→ Instructions
- 1) Answer the following questions using the account of the London meetups.
(a) What boat did the two take into central London?
(b) Which station was the writer sent to on the Monday of departure?
(c) Where did the final meetup take place?
- 2) Reproduce the portion of the account of the London meetups starting with "The next day, the" and going on through "this... T.T )".

→ Document
□ □ □

We then took the Clipper into the central of London, nice experience to take a boat into London..! Awesome...! Again, we have some walks in London city before heading back to Deptford Bridge where you were staying. Of course, not forgetting how we hold our hands tightly in the train, how you tried to peck me on my lips and others are not looking! Silly..!

I still remember the day I left was Monday, we get up early, get changed, you sent me to Victoria Station before you were heading to work and that's how we ended our second meetup in London..!

Finally, it comes to our third meet up which is also the final meet up. It was great, but then it's sad too...! Before I came to London for the last time, you told me how fun Thorpe Park is, and I said we should go..! That's how it becomes the agenda for our final meet up! We went to Thorpe Park! We had lot of fun that day..! The Swarm, The Saw, The Stealth, and of course........... Puffy! I will never forget him, fat-short-cute-giraffe...! Didn't take much pics that day because we were having too much fun.

The next day, the saddest there, where goodbye is finally here, again, you sent me to Victoria Station, but this time, you keep me accompanied until my bus arrived, we didn't talk much, or maybe because I didn't want to talk, because I was holding my tears as I don't want to cry in front of you. But still, you saw the sadness through my eyes, you know I'm sad because I know this will be the last time we seeing each other (and yes, it is, we never meet again, not anymore). The bus was finally here, you gave me a big and warm hugs, and a good bye kiss. I turned and walked to the bus, I finally lost control, my tears flowing out like a leaking pipe, it just can't stop, people around me was giving me weird look but I just couldn't stop crying, because I was sad to know that separation will be forever. (Tears drop again when I'm writing this... T.T )

□ □ □

→ Material provided
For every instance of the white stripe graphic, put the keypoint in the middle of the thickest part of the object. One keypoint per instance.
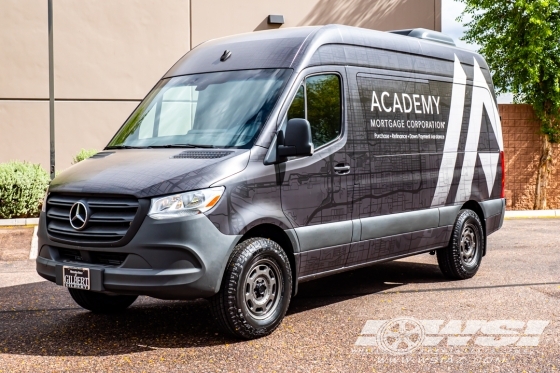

□ □ □

→ Replies
- 1)
(a) The Clipper.
(b) Victoria Station.
(c) Thorpe Park.

- 2)
The next day, the saddest there, where goodbye is finally here, again, you sent me to Victoria Station, but this time, you keep me accompanied until my bus arrived, we didn't talk much, or maybe because I didn't want to talk, because I was holding my tears as I don't want to cry in front of you. But still, you saw the sadness through my eyes, you know I'm sad because I know this will be the last time we seeing each other (and yes, it is, we never meet again, not anymore). The bus was finally here, you gave me a big and warm hugs, and a good bye kiss. I turned and walked to the bus, I finally lost control, my tears flowing out like a leaking pipe, it just can't stop, people around me was giving me weird look but I just couldn't stop crying, because I was sad to know that separation will be forever. (Tears drop again when I'm writing this... T.T )